TEXT SECTION:

Miriam Kishishvili, a 19-year-old Georgian Jew in country as part of the popular Birthright Israel program, received a life-saving liver transplant after making emergency aliyah.
A few days into her free 10-day trip to Israel, Kishishvili began complaining of stomach pains and bloating in her stomach and appendages. An examination at the Internal Medicine and Liver Institute at Beilinson Hospital in Petah Tikvah revealed that Kishvili suffered from a severe case of Wilson's Disease, a rare genetic metabolic disease in which copper accumulates in tissues, with symptoms manifesting as neurological or psychiatric symptoms and liver disease.
Because Kishishvili's prognosis was so critical that doctors did not believe she would survive the trip back to Georgia for a liver transplant, doctors at Beilinson petitioned for an emergency aliyah (immigration to Israel) application for their patient, so her surgery could be done locally. Thanks to expedition in the citizenship process by the Absorption and Interior ministries, Kishishvili was naturalized in 3 days, and taken into surgery immediately.
According to the Director of Beilinson, Dr. Boaz Tadmor, staff at the hospital immediately began preparations for the surgery, despite a lack of funding and immigration approval, saying he believed it was imperative to do whatever possible to save her life.
Kishishvili's mother was called to rush to Israel and donate part of her liver to her daughter, but an Israeli donor was found a day before the surgery.
The liver was transplanted by Professor Eytan Mor, director of the
Transplant Unit. After some time in intensive care, Kishishvili's condition
has improved.
Birthright Israel (Taglit) provides the gift of first time, peer group, educational trips to Israel for Jewish young adults ages 18 to 26. Founders of the program established the program "to send thousands of young Jewish adults from all over the world to Israel as a gift in order to diminish the growing division between Israel and Jewish communities around the world; to strengthen the sense of solidarity among world Jewry; and to strengthen participants' personal Jewish identity and connection to the Jewish people."

RECORDS:
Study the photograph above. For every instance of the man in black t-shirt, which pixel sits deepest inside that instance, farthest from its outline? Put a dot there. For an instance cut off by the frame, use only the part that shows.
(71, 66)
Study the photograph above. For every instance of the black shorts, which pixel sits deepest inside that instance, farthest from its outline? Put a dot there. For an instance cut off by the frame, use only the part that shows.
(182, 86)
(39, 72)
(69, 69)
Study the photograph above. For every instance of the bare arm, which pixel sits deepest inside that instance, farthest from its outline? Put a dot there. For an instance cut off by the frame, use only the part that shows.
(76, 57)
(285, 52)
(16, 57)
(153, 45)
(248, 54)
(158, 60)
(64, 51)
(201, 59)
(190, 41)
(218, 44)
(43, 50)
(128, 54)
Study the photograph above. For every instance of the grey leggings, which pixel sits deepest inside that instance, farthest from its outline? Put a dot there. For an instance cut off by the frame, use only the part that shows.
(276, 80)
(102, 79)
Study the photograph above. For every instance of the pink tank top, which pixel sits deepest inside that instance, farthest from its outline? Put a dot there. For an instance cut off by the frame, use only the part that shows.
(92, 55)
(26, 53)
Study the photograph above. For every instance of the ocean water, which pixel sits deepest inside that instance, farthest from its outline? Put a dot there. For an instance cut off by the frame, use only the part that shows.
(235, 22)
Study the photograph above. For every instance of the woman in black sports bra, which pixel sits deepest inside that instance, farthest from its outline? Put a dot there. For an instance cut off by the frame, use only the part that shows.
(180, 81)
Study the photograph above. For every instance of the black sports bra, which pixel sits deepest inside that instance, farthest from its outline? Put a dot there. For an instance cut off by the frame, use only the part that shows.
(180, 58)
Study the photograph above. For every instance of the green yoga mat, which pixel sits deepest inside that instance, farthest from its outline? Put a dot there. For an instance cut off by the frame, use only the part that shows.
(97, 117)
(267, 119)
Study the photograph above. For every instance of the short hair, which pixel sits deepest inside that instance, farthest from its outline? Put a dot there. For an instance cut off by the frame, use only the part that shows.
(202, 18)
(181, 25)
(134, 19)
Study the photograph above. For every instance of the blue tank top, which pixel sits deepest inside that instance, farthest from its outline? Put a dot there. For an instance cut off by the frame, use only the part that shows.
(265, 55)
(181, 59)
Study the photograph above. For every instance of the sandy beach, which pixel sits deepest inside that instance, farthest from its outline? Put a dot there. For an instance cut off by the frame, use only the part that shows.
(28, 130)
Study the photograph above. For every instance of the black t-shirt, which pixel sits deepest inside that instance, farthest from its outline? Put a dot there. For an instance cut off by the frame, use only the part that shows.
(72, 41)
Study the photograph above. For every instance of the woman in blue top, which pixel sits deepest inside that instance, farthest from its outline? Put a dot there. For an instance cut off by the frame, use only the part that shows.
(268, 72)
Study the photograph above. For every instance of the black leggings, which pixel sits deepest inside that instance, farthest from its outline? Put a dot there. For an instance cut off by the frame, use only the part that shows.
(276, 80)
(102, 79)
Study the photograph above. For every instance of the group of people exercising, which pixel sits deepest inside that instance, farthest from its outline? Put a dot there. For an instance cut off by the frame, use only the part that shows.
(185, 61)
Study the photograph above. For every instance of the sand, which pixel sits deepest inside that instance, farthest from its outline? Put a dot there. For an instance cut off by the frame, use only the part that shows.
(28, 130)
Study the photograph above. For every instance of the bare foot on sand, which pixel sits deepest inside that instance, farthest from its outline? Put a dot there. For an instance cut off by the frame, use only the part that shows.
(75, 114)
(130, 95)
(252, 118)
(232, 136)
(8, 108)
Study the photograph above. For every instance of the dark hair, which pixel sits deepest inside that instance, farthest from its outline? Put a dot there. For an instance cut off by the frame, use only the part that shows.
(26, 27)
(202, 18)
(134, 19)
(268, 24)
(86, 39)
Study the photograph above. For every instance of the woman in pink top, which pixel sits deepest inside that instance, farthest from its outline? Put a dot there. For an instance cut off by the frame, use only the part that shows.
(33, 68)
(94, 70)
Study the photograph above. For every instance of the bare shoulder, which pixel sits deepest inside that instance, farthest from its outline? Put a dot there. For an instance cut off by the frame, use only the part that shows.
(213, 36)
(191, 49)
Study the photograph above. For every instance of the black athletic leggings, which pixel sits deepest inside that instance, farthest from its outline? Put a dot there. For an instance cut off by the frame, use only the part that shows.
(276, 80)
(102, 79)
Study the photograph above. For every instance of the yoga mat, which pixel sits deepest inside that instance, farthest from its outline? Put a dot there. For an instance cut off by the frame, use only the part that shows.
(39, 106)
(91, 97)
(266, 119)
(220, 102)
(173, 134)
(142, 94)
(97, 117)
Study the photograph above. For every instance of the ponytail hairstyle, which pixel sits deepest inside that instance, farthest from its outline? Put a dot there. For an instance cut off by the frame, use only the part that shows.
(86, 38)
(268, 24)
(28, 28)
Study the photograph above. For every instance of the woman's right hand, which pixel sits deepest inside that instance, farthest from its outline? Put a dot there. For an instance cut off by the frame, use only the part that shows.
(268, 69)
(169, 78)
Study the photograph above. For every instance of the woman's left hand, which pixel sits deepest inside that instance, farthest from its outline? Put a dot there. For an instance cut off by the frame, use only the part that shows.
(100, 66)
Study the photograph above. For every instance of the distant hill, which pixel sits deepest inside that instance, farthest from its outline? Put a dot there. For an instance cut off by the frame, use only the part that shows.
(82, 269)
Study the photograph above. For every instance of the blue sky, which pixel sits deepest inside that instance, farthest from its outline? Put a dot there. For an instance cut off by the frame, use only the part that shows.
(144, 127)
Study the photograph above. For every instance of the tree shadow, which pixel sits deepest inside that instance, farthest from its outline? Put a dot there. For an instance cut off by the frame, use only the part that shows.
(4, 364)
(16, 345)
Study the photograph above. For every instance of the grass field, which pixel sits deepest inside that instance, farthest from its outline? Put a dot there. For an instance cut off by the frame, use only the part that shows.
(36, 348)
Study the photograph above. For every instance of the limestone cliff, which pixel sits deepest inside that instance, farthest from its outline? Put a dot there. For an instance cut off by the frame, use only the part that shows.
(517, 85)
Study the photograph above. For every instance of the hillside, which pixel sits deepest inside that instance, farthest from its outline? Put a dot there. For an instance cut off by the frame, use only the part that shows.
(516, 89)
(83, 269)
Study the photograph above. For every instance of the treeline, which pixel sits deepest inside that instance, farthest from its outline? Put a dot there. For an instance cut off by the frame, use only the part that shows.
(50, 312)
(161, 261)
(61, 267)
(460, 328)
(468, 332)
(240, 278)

TASKS AND EXERCISES:
A - From the article about the Birthright participant's liver transplant, list every aim that the program's founders give for Birthright Israel.
B - Print the article about the Birthright participant's liver transplant from "The liver was" up to and including "has improved.".
The records have nothing to do with this.

RESPONSES:
A -
- To diminish the growing division between Israel and Jewish communities around the world
- To strengthen the sense of solidarity among world Jewry
- To strengthen participants' personal Jewish identity and connection to the Jewish people

B -
The liver was transplanted by Professor Eytan Mor, director of the
Transplant Unit. After some time in intensive care, Kishishvili's condition
has improved.